RECORDS PROVIDED →
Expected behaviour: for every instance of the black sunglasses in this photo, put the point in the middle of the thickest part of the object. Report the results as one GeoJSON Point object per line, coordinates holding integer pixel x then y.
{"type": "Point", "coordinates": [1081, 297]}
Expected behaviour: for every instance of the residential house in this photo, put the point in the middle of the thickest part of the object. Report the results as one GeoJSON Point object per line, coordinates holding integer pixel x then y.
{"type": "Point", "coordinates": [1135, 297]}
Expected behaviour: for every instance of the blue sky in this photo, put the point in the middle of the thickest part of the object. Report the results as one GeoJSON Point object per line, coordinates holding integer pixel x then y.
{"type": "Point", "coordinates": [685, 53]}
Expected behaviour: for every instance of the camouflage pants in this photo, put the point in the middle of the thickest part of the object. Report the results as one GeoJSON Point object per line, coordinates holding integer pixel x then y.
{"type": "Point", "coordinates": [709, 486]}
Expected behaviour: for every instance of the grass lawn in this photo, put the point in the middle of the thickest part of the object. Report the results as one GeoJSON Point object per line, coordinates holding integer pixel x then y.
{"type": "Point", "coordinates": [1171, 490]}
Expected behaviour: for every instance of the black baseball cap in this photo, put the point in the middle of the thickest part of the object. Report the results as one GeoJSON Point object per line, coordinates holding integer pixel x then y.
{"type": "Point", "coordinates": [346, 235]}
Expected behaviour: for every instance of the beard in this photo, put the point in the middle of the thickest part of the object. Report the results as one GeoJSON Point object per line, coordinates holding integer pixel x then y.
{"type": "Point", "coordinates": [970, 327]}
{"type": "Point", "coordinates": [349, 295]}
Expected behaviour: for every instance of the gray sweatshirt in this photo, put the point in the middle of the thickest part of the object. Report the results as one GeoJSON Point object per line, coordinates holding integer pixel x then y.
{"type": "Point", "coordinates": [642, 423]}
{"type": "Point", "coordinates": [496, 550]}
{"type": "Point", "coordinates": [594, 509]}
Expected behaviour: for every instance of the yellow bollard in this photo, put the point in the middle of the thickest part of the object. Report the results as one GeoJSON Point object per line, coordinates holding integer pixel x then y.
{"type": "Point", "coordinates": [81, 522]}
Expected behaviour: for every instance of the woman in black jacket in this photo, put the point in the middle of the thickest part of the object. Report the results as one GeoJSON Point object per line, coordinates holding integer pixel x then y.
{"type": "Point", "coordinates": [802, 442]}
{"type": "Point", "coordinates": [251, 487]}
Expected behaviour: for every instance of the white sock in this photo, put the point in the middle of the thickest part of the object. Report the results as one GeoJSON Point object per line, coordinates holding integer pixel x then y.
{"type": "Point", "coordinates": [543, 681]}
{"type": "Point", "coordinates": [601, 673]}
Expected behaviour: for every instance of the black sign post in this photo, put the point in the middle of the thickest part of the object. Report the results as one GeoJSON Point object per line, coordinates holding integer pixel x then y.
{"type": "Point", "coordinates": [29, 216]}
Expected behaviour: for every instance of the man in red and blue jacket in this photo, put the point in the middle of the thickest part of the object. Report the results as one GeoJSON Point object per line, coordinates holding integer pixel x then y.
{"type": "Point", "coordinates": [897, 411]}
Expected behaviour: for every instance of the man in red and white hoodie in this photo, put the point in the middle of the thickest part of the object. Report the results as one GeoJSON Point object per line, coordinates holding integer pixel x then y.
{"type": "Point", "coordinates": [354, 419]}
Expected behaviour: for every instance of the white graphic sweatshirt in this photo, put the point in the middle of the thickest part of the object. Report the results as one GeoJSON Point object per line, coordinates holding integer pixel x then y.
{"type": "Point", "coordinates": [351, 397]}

HOW TO COMPLETE THIS TASK →
Recopy all the entries faithfully, leaving none out.

WRITTEN RESPONSE →
Expected behaviour: for every instance of the black sunglasses in this photo, put the point in the middle of the thickest part of the object. Report the results as one GeoJSON Point object per line, coordinates holding integer pixel x then y.
{"type": "Point", "coordinates": [1081, 297]}
Expected behaviour: for every instance of the residential house in this photo, put the point in the middle of the thickest part of the object. Report the results as one GeoJSON Point object per line, coordinates holding integer pixel x then y.
{"type": "Point", "coordinates": [1135, 297]}
Expected behaviour: for every instance of the blue sky in this photo, put the point in the middle of the thickest part of the object. Report the results as one GeoJSON Point object per line, coordinates holding integer pixel x then y.
{"type": "Point", "coordinates": [685, 53]}
Expected behaviour: for every instance of the camouflage pants in this photo, put the point in the middle of the thickest part of the object. Report the results as one GeoJSON Point object per line, coordinates holding integer pixel x then y.
{"type": "Point", "coordinates": [709, 486]}
Expected behaviour: for every instance of the grass lawn in this photo, put the point in the middle of the thickest part of the object. Report the results as one GeoJSON Point object per line, coordinates holding integer pixel x then y.
{"type": "Point", "coordinates": [1171, 490]}
Expected behaviour: for every instance of the black baseball cap in this photo, put the point in the middle of the thickest part of the object. Report the results as one GeoJSON Point object per line, coordinates holding integer pixel x then y.
{"type": "Point", "coordinates": [346, 235]}
Expected behaviour: for every instance of the beard in this photo, put the point in the middle of the thickest part of the object. Report the results as one GeoJSON Point object per line, coordinates holding integer pixel x then y.
{"type": "Point", "coordinates": [970, 327]}
{"type": "Point", "coordinates": [349, 295]}
Expected behaviour: for every instance of the gray sweatshirt in this photo, put the point in the middle of the thickest part of the object. Report the results as one GeoJSON Point object per line, coordinates holding integer pixel x then y.
{"type": "Point", "coordinates": [642, 423]}
{"type": "Point", "coordinates": [496, 550]}
{"type": "Point", "coordinates": [594, 509]}
Expected behaviour: for every instance of the yellow bollard in this photo, put the point in the middle of the thickest part of the object. Report the results as one GeoJSON Point object per line, coordinates holding integer pixel x then y.
{"type": "Point", "coordinates": [81, 522]}
Expected behaviour: for every instance of the woman in black jacket in this photo, put the point in the middle of the thickest part of the object. Report the results as one GeoJSON Point object per line, coordinates holding integer pixel x then y.
{"type": "Point", "coordinates": [802, 442]}
{"type": "Point", "coordinates": [251, 487]}
Expected behaviour: for every instance of the white sock in this photo, put the point in the middle of the thickest part of the object. Report the results as one GeoJSON Point object per line, coordinates holding integer pixel x then y.
{"type": "Point", "coordinates": [543, 681]}
{"type": "Point", "coordinates": [601, 673]}
Expected behaviour: for every instance of the black sign post in this photo, put the point in the middle of the thickest part of the object. Report the results as one GeoJSON Point object per line, coordinates holding integer pixel x then y.
{"type": "Point", "coordinates": [29, 216]}
Expected behaviour: for every instance of the man in red and blue jacket in this photo, put the point in the middle of the thickest part of the object. Report the results as one GeoJSON Point object per line, coordinates holding integer pixel x then y.
{"type": "Point", "coordinates": [897, 411]}
Expected behaviour: for every instance of the man in red and white hoodie in this photo, put the point in the middle of the thickest part of the object. Report the results as one GeoJSON Point object per line, coordinates holding integer pixel x then y.
{"type": "Point", "coordinates": [354, 419]}
Expected behaviour: for every instance of the white graphic sweatshirt in this photo, put the point in the middle of the thickest part of the object. Report the results as one GeoJSON Point object per line, coordinates holding integer pixel x then y.
{"type": "Point", "coordinates": [351, 397]}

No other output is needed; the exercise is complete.